Your task.
Quote every one of the lines below word for word.

================

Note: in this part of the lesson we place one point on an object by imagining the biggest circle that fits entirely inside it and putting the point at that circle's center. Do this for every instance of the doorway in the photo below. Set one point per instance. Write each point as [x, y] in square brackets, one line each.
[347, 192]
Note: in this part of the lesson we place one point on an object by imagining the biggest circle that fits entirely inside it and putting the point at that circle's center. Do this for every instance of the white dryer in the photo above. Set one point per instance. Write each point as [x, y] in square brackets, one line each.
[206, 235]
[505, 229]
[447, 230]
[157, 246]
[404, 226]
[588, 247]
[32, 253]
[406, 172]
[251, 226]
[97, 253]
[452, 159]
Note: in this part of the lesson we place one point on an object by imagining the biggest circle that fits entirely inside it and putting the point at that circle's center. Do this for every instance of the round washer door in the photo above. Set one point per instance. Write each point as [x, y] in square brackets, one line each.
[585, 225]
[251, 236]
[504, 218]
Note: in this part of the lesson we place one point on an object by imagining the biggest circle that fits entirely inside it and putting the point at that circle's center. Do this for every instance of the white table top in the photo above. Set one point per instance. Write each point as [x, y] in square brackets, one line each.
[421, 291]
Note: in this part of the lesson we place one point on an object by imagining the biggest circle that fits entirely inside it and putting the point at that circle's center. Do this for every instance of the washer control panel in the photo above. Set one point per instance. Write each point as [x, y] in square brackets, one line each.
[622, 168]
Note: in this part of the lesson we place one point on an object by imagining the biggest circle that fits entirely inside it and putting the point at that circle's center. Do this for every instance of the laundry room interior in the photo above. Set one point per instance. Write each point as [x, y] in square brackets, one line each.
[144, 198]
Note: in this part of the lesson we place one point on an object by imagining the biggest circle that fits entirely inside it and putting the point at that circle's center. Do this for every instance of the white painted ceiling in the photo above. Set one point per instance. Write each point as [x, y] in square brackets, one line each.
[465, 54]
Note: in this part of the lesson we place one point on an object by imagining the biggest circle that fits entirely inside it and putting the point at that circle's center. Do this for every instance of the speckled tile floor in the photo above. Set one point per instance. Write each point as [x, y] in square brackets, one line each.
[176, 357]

================

Answer to the problem.
Note: in this part of the lesson we place one point on an object by imagining the biggest circle that fits entirely inside it and putting the point at that circle's center. Do this for every instance of the doorway in the photo below. Set one point per instance. Write each point as [x, y] in square brackets, one line each.
[347, 192]
Note: in this part of the lesson we place one point on an object by imagining the biggest circle that fits entirely inside it and putting the point at that circle's center. Do this for every instance of the white dryer in the photo above. Set one point per instance. Write each point as [x, y] in square brackets, one line each.
[206, 235]
[505, 229]
[447, 230]
[157, 246]
[404, 226]
[588, 247]
[32, 253]
[406, 172]
[251, 226]
[97, 253]
[452, 159]
Note: in this part of the lesson we place one point on an object by imagining the biggest circle that fits entirely inside it and putting the point at that circle's center. Do this for every instance of the round washer door in the photo above. Set one point per instance. Write each point as [x, y] in square brackets, one line each.
[585, 225]
[251, 236]
[504, 218]
Note: in this part of the lesson we place one point on an object by imagining the biggest circle that fits entirely inside it and putting the point at that circle's center. Do this for every instance of the white table top in the photo above. Set one point per instance. Write each point as [x, y] in square brackets, one line each.
[421, 291]
Note: in this part of the lesson we place one point on an object by imagining the biggest circle that fits entirely inside it and putting the point at that circle's center. Do this for every instance of the washer control panel in the photo above. Set one point per instance. Write each point as [x, y] in square brackets, one line each.
[622, 168]
Note: in this part of the lesson we place one point on an object by imagining the biggest circle that fits entirely inside it and putting the point at that circle's center. Do this for every instance of the laundry room interior in the photo above. Set one point per instance. Write each point as [x, y] in square brackets, one line each.
[144, 198]
Note: in this part of the lesson we place one point on an object by imagining the biggest circle that fits entirely inside it and putting the point at that circle's center. Do this for every instance of the white painted ceiling in the photo above. Set one point per instance. Write each point as [x, y] in square brackets, one line each.
[465, 54]
Note: in this part of the lesson we place one point on an object by imagining the biggest circle that fits entirely inside it and putting the point at that circle's center. Do this for every instance of the speckled tile floor in the photo above. Set one point per instance. Write each point as [x, y] in square brackets, one line each.
[176, 357]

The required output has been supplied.